Water Reuse at West Point Makes Dollars and Sense
Abstract:A 500 gpm (0.72 MGD) water reclamation facility capable of producing Class A (Washington State Standards) reclaimed water was constructed at King County's West Point Treatment Plant with support from Seattle Public Utilities. The facility has been in operation since June of 1997. Major in-plant uses include polymer batching, pump seal water, various spray systems, hose bibs, boiler make-up and cooling. Reclaimed water was also used externally for irrigating new landscaping during 1998 and 1999 until the drought tolerant vegetation became established. Estimated savings on potable water costs from the use of the reclaimed water are 161,000 per year (0.42 average mgd used). Some operational problems have been encountered with chlorine residual analyzers and alum feed piping associated with the reuse facility; however these have been corrected. Operations and maintenance costs, including modifications to improve system reliability, have been tracked.
Extensive microbiological and chemical testing has been conducted in addition to required compliance monitoring to provide product characterization data. Langelier index testing indicated that reclaimed was more aggressive than the potable water supply and the plant secondary effluent, and there was evidence of increased corrosion in cooling and boiler water make-up applications. This prompted a move away from use of alum as a flocculent in early 1999 and testing began using aluminum chlorhydrate and polyaluminum chloride solutions. Further Langelier testing suggests these flocculents contribute to a much less aggressive reclaimed product.

Data supplied:
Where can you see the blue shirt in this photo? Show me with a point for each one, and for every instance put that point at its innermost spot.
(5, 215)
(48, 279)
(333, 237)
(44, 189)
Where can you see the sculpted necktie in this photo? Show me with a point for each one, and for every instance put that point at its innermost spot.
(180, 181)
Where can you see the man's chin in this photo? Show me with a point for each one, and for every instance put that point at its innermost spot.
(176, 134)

Work to complete:
In the West Point water reuse text, since when has the reclamation facility been in operation?

Answer space:
Since June 1997.